What you need to do: Copy out every line of the listing below that contains the word "soldier".

The records:

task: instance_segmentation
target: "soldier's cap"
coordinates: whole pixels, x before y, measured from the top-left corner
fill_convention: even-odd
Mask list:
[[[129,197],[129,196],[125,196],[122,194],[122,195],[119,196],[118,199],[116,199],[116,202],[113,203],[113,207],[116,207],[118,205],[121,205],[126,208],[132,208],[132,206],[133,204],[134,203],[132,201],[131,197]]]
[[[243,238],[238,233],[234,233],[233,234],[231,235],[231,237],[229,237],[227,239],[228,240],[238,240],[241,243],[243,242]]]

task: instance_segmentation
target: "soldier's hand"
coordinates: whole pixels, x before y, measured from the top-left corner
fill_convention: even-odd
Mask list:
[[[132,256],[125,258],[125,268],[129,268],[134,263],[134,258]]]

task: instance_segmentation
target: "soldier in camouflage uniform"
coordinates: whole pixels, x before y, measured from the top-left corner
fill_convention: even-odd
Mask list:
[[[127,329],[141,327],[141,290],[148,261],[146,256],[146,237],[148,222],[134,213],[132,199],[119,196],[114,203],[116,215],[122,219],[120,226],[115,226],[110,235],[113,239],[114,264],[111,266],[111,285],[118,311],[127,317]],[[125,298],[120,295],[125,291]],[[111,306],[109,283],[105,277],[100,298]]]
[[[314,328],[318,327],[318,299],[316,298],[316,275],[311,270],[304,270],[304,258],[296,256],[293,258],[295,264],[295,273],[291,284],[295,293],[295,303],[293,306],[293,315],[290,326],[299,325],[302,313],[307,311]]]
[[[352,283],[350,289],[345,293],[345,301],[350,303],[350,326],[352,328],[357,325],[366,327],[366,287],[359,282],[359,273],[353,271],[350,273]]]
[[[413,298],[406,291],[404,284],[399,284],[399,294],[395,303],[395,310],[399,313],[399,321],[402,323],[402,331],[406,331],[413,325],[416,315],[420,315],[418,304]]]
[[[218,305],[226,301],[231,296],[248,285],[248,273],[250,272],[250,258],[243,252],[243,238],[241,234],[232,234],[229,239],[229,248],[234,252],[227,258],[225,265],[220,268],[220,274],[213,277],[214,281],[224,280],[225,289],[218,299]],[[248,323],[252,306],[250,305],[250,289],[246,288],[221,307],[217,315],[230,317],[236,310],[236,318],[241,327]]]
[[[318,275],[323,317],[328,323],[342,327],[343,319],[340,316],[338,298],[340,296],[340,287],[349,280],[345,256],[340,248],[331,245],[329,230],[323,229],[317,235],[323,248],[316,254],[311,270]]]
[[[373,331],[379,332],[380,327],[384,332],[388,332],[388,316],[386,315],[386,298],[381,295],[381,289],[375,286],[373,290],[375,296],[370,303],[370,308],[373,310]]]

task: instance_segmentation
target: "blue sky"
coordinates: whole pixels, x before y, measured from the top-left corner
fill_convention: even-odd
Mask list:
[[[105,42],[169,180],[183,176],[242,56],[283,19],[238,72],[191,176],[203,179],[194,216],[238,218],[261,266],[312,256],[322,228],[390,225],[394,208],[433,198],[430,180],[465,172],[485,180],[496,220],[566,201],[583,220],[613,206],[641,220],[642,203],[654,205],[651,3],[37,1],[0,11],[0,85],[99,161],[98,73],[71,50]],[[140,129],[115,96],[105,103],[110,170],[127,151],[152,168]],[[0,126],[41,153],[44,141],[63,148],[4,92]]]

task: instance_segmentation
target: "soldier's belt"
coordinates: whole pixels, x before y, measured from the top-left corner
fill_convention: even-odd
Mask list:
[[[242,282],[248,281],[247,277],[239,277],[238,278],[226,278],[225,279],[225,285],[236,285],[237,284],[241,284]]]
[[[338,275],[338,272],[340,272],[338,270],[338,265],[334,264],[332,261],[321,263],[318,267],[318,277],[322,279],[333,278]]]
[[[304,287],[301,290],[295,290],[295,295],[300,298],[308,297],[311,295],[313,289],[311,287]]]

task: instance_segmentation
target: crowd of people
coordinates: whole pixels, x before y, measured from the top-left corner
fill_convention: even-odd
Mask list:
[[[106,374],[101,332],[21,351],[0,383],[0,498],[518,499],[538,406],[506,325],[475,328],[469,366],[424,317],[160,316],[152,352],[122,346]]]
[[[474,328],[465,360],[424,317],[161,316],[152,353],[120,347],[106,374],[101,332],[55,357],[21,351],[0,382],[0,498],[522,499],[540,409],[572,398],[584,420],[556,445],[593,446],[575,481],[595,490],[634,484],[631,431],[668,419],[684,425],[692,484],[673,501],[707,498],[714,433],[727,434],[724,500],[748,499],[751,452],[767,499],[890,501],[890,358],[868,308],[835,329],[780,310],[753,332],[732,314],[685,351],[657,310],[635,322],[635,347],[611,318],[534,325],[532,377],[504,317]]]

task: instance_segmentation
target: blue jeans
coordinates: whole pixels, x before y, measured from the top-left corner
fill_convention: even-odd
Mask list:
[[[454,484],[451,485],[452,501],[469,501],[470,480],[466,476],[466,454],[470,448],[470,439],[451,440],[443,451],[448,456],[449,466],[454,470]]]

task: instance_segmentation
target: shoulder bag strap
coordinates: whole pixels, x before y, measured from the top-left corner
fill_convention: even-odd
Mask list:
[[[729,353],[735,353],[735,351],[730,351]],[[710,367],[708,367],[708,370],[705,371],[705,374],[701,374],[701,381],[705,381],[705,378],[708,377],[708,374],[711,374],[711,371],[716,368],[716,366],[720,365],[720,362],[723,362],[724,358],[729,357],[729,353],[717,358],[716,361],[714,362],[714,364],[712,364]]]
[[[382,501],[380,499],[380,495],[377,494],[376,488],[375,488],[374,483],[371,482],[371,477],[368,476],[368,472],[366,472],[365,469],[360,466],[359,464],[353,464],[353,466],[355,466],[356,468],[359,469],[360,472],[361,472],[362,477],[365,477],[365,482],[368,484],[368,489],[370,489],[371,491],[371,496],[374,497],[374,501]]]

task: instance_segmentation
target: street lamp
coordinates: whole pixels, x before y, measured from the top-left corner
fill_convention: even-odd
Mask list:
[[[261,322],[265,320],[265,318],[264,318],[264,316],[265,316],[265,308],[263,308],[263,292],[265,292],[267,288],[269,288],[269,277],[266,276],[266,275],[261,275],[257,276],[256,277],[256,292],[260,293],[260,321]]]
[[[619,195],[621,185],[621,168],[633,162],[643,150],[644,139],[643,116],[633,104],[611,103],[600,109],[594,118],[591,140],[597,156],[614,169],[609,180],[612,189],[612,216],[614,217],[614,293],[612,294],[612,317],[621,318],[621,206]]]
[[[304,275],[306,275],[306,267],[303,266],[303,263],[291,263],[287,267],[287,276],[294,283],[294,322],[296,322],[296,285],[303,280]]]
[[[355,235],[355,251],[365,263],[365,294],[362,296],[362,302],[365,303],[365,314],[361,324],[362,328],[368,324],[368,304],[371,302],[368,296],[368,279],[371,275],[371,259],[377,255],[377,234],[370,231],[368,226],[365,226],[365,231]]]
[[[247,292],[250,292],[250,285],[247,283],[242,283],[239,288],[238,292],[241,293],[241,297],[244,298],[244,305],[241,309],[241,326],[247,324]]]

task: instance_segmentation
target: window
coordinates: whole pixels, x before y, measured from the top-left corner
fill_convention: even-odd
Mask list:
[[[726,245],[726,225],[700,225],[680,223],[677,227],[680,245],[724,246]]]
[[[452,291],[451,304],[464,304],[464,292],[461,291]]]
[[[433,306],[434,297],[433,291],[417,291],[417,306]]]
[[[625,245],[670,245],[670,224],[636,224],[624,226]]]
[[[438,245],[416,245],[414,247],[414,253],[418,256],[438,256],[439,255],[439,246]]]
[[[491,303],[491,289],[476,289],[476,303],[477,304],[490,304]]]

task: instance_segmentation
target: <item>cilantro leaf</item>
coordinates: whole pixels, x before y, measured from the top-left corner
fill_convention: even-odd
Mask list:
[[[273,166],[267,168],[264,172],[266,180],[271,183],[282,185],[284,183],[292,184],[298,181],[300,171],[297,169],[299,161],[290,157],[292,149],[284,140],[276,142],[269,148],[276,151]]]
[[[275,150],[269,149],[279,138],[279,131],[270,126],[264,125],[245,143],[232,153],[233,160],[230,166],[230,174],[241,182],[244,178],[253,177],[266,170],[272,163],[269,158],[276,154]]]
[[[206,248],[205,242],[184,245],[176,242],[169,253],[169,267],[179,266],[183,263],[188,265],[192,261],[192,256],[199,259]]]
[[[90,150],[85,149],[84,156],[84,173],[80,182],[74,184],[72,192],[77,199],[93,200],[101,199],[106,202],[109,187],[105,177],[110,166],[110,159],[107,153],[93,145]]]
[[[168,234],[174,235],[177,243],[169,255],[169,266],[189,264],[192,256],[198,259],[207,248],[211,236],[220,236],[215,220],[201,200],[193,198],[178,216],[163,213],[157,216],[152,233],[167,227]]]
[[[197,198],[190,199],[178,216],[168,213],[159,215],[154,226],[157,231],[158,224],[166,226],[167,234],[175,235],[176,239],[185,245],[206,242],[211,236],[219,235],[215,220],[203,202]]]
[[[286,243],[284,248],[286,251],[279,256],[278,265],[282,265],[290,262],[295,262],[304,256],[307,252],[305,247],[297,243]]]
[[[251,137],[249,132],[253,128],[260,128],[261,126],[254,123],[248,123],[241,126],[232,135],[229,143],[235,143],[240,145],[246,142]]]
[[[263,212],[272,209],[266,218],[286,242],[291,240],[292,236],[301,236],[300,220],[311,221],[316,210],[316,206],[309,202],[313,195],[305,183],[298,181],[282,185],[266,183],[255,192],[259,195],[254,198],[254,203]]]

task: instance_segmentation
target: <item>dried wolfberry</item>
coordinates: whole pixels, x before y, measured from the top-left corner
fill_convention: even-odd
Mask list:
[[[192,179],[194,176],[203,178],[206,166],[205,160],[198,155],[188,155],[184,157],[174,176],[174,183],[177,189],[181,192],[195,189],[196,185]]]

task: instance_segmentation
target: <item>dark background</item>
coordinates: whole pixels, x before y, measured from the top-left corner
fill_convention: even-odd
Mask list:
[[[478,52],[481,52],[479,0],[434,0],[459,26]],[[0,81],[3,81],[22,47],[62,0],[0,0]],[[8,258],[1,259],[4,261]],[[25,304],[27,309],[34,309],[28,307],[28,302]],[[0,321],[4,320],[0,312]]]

Exercise output:
target: "soldier's cap"
target: "soldier's hand"
target: "soldier in camouflage uniform"
target: "soldier's belt"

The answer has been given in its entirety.